When did the Viking Age begin and end?

The Viking Age is generally dated from the attack on Lindisfarne on the 8th of June 793 to the 11th century. The death of King Harald Hardrada of Norway at Stamford Bridge in 1066 is often taken as its end, though scholars have proposed other dates and a "long Viking Age" may stretch into the 15th century.

What was the attack on Lindisfarne in 793?

On the 8th of June 793, raiders destroyed the abbey on Lindisfarne, an island off the north-east coast of England in Northumberland. Monks were killed, drowned, or carried away as slaves along with the church treasures, and the event is regarded as the beginning of the Viking Age.

Where did the Vikings settle during the Viking Age?

Voyaging from Denmark, Norway, and Sweden, the Norse settled in the British Isles, Ireland, the Faroe Islands, Iceland, Greenland, Normandy, the Baltic coast, and along the Dnieper and Volga trade routes in eastern Europe. They also briefly settled in Newfoundland, becoming the first Europeans to reach North America.

Why did the Vikings begin raiding and expanding?

Scholars cite demographic, economic, ideological, political, technological, and environmental factors. Wealthy towns and weak kingdoms drew them out, while overpopulation, lack of good farmland, and political strife from the unification of Norway under Harald Fairhair may have pushed them. Anders Winroth argued that without their shipbuilding skill there would have been no Viking Age.

*Exercise 1*
Rewrite the pointing records, everything from the line containing "Shelf-audit tagging: for every instance of the human" down to the line containing "x=249, y=152", as a two-column CSV with the columns record_text and answer. Use one row per record, put each field in quotation marks, and turn line breaks into spaces.
The records that follow have no connection to the Viking Age text.

*Pointing data excerpts*

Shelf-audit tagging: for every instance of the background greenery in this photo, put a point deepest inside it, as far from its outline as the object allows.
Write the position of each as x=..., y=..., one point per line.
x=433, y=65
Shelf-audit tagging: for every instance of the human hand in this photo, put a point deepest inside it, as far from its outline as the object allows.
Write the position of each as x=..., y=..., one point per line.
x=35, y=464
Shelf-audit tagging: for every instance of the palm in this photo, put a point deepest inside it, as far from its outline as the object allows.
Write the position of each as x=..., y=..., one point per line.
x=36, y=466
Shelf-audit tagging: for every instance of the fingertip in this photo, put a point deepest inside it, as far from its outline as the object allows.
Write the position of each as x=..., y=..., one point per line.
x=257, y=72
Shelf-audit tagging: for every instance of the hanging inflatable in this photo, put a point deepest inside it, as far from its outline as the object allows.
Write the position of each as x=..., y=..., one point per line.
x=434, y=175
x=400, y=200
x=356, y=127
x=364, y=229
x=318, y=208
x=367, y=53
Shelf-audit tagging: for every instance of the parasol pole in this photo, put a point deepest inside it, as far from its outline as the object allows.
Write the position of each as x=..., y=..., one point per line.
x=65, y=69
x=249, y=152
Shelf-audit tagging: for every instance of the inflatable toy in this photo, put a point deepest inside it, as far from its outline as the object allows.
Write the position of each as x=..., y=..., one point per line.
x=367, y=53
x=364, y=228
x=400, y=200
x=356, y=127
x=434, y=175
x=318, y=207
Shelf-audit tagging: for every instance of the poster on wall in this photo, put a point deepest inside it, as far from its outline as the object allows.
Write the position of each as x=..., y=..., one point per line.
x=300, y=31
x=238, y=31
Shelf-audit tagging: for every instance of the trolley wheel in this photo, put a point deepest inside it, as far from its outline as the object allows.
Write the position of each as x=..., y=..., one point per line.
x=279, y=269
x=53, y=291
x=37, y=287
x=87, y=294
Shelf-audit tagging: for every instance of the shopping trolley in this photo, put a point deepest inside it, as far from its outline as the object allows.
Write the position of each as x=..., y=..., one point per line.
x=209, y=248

*Exercise 2*
Extend the Viking Age text, starting after its final sentence.

*Exercise output 1*
record_text,answer
"Shelf-audit tagging: for every instance of the human hand in this photo, put a point deepest inside it, as far from its outline as the object allows. Write the position of each as x=..., y=..., one point per line.","x=35, y=464"
"Shelf-audit tagging: for every instance of the palm in this photo, put a point deepest inside it, as far from its outline as the object allows. Write the position of each as x=..., y=..., one point per line.","x=36, y=466"
"Shelf-audit tagging: for every instance of the fingertip in this photo, put a point deepest inside it, as far from its outline as the object allows. Write the position of each as x=..., y=..., one point per line.","x=257, y=72"
"Shelf-audit tagging: for every instance of the hanging inflatable in this photo, put a point deepest inside it, as far from its outline as the object allows. Write the position of each as x=..., y=..., one point per line.","x=434, y=175 x=400, y=200 x=356, y=127 x=364, y=229 x=318, y=208 x=367, y=53"
"Shelf-audit tagging: for every instance of the parasol pole in this photo, put a point deepest inside it, as far from its outline as the object allows. Write the position of each as x=..., y=..., one point per line.","x=65, y=69 x=249, y=152"

*Exercise output 2*
Did the Vikings reach North America during the Viking Age?

Yes. Between 990 and 1050 CE, according to carbon-dating, Vikings established a small settlement near L'Anse aux Meadows on present-day Newfoundland. The feat of reaching North America in 1021 was a date not determined until a millennium later, and the remains are now a UNESCO World Heritage Site.

Who were the Varangians in the Viking Age?

The Varangians were Scandinavians, often Swedes, who migrated eastward and southward through what is now Belarus, Russia, and Ukraine in the 9th and 10th centuries. Led by Rurik, they settled around Novgorod and founded the early East Slavic state of Kievan Rus', and many later enlisted in the Byzantine Varangian Guard.